• _Text_:
════════════════

[Top][All Lists]
[Date Prev][Date Next][Thread Prev][Thread Next][Date Index][Thread Index]
Re: raw-byte and char-table
From: |
MON KEY |
Subject: |
Re: raw-byte and char-table |
Date: |
Thu, 26 Aug 2010 01:30:11 -0400 |
On Wed, Aug 25, 2010 at 11:34 PM, Kenichi Handa <address@hidden> wrote:
> In article <address@hidden>, MON KEY <address@hidden> writes:
>
>> > Number like #x3FFFA0 is so criptic. The function name
>> > unibyte-char-to-multibyte is also not ideal, but I think
>> > it's better than #x3FFFA0.
>
>> Maybe I am misunderstanding, but I think the `#x' and `#o' syntax is
>> not cryptic at all in the context.
>
> I'm not arguing that the syntax is cryptic. What I want to
> say is that it is difficult for one who reads the code to
> understand what #x3FFFA0 means.
So the syntax aren't the problem its their semantic denotation.
This is the realm of Tarski and McDermott[1].
Regardless, right now it is all confusing (esp. for those of us less
inclined to differentiating the multibyte/unibyte distinction).
>
>> This signals an error:
>> (unibyte-char-to-multibyte
>> (unibyte-char-to-multibyte 160))
>
> Yes, but is it a problem?
I would urge that it is a problem wherever the numerical denotation
has no visible/nameable/printable corollary.
Why should it be allowed to be problem if it can be avoided?
>
>> > We could provide a ?\NNN (or similar) notation for it. Similarly to
>> > what we do for those bytes in multibyte strings.
>
>> Howsabout just this one for all of them:
>
>> `#\'
>
> Do you mean that making #\240 to be read as #x3FFFA0?
>
> Do you mean that making #\240 to be read as #x3FFFA0?
Half-jokingly, Yes.
(assuming the #\240 above is the the code-point 0xA0)
Though, I _also_ had these things in mind as well:
#\8-bit-240
or
#\byte-240
Which would allow referencing these chars by something other than a
numeric id.

════════════════

• _Dataset content_:
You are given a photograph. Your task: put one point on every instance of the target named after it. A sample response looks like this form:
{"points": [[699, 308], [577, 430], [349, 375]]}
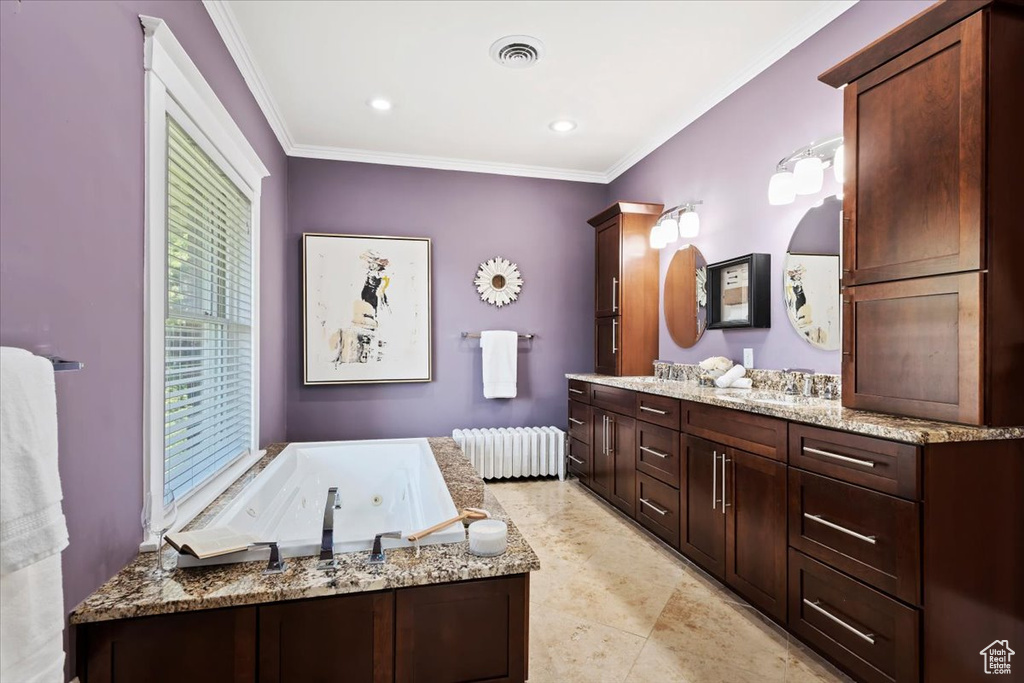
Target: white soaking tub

════════════════

• _Work to complete_: Extend the message about raw-byte characters and char-table from the point where it stops.

• _The output_:
E.g. in some other dialects of Lisp there is this type of behaviour:
CL-USER> #\ ;<-that's a #x9 after the \
;=> #\Tab
CL-USER> #\ ;<- that's a #xa after the \
;=>
; #\Newline
CL-USER> #\NO-BREAK_SPACE ;<-that's the char-name for #xa0
;=> #\NO-BREAK_SPACE ;<-return is as per `identity'
CL-USER> (identity #\NO-BREAK_SPACE)
;=> #\NO-BREAK_SPACE
CL-USER> (princ #\ )
;=>
; #\NO-BREAK_SPACE
CL-USER> (prin1 #\ )
;=> #\NO-BREAK_SPACE
; #\NO-BREAK_SPACE
CL-USER> #\ ;<- That's a #x20 after the \
;=> #\
CL-USER> (char-code #\ )
32
CL-USER> (describe #\ )
;=> #\
; [standard-char]
;
; :_Char-code: 32
; :_Char-name: Space
; _
The idea being that where those chars in the above example don't have
visibly "printable" representations but the `#\' reader syntax _does_
recognize them either by char-name or a readable identity, e.g.:
CL-USER> (read-char)
;=> #\Ack
Of course, introduction of this type of read syntax to Emacs lisp
would (or at least it should) imply extension to all characters
unibyte and multibyte...
Hence the ":)" smiley in my previous response to Stefan.
[1] McDermott, Drew (1978). Tarskian semantics, or no notation without
denotation. Cognitive Science 2:277-82.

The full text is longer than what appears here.